WHAT TO WORK ON: Write each line word for word, from the line that contains "[tag] dark brown" through the last line of the material below.

Recorded data:
========================
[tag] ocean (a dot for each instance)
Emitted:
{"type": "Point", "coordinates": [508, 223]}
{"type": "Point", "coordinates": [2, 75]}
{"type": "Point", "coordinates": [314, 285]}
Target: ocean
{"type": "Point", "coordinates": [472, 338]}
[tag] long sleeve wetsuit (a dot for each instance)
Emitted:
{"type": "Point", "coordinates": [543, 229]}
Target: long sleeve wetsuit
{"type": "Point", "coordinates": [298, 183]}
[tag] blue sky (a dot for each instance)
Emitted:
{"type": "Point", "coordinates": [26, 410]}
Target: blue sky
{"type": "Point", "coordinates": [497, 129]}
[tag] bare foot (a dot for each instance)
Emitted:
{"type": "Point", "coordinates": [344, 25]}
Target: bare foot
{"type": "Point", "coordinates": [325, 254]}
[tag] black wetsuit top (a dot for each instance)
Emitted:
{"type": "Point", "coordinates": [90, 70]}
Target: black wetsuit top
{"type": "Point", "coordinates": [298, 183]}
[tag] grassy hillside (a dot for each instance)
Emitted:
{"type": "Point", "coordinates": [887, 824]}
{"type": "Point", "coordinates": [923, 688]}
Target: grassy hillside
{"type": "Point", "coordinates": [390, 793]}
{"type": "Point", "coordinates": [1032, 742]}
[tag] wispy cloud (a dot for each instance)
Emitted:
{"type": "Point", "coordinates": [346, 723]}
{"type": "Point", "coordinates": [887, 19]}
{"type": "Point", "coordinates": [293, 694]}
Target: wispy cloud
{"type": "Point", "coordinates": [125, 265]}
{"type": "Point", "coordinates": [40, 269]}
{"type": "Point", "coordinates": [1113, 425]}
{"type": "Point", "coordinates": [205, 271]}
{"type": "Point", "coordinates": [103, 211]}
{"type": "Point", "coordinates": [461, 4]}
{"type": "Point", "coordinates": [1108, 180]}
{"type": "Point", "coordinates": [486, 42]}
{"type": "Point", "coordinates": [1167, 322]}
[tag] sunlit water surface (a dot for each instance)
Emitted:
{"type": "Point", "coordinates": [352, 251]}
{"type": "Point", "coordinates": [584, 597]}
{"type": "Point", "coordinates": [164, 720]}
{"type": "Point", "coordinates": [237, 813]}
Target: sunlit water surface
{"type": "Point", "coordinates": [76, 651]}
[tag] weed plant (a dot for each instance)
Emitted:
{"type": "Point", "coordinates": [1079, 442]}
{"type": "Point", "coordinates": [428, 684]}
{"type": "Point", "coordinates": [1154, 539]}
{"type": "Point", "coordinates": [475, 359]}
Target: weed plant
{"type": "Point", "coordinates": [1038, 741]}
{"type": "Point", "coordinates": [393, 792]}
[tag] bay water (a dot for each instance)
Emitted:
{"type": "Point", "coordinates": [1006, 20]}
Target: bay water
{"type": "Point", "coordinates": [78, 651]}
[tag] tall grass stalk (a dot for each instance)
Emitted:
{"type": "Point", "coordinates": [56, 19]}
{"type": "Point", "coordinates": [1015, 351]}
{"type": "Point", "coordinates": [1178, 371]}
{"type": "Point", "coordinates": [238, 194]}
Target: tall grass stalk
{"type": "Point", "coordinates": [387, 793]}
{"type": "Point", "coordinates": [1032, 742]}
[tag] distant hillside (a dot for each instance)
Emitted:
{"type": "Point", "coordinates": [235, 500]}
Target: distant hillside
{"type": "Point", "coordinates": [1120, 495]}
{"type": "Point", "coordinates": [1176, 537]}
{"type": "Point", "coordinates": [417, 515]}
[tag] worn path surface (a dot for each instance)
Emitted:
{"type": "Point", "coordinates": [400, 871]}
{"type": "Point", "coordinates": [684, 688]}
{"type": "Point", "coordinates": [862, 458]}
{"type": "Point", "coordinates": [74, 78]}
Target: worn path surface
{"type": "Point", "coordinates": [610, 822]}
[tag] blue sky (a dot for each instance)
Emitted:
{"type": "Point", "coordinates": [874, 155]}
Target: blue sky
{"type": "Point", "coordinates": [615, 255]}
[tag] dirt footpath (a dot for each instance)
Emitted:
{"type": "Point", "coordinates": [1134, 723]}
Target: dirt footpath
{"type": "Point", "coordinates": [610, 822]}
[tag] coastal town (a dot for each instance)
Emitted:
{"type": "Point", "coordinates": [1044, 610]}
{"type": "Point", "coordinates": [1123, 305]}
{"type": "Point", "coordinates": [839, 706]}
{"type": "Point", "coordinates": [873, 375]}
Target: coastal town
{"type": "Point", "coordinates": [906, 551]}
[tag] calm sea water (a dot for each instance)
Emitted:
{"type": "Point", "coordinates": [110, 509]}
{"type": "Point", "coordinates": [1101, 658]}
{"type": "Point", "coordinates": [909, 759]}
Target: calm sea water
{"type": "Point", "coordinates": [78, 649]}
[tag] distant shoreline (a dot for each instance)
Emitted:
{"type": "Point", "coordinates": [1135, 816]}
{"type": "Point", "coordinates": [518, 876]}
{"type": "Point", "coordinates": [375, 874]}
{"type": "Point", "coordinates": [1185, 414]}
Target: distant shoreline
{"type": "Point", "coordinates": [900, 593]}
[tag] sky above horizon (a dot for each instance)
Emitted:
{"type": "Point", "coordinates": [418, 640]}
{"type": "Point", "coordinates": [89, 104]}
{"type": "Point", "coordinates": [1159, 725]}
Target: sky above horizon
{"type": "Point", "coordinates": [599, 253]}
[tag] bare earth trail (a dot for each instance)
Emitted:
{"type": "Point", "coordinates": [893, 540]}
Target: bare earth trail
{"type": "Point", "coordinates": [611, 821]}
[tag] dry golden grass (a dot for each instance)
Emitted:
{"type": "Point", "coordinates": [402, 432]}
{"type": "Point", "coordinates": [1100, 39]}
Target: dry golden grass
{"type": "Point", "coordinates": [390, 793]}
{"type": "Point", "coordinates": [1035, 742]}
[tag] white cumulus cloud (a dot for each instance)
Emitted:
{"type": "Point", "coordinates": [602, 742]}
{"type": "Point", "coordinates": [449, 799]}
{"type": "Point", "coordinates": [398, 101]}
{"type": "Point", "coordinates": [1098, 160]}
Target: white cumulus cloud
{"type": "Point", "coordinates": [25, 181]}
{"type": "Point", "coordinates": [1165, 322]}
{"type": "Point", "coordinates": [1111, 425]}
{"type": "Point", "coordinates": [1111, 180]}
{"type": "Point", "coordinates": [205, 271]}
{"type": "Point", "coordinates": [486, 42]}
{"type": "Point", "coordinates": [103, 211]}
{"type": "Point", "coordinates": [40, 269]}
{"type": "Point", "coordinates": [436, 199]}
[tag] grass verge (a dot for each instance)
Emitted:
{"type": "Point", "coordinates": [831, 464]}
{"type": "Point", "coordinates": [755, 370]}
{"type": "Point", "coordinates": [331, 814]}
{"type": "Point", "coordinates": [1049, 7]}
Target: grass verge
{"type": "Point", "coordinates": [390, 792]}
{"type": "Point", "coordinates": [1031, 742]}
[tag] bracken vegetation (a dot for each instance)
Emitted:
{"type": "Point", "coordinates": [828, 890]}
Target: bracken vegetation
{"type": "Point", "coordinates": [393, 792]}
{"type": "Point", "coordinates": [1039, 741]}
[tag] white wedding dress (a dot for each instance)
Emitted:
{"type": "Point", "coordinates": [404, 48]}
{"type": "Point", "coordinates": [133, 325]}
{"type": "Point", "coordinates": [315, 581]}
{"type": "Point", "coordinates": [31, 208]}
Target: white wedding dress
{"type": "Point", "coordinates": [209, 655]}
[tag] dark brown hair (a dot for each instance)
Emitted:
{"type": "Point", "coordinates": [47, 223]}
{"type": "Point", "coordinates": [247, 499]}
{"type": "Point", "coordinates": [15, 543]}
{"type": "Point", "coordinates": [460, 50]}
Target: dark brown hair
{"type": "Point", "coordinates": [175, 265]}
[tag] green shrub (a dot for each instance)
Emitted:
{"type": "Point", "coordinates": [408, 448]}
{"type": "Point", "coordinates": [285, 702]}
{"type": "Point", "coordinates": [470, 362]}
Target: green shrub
========================
FINAL RESULT:
[tag] dark brown hair (a dot for each instance)
Emitted:
{"type": "Point", "coordinates": [47, 223]}
{"type": "Point", "coordinates": [247, 499]}
{"type": "Point", "coordinates": [15, 543]}
{"type": "Point", "coordinates": [460, 50]}
Target: dark brown hair
{"type": "Point", "coordinates": [175, 265]}
[tag] green shrub (a dot for each instance)
Emitted:
{"type": "Point", "coordinates": [408, 448]}
{"type": "Point", "coordinates": [285, 702]}
{"type": "Point", "coordinates": [470, 362]}
Target: green shrub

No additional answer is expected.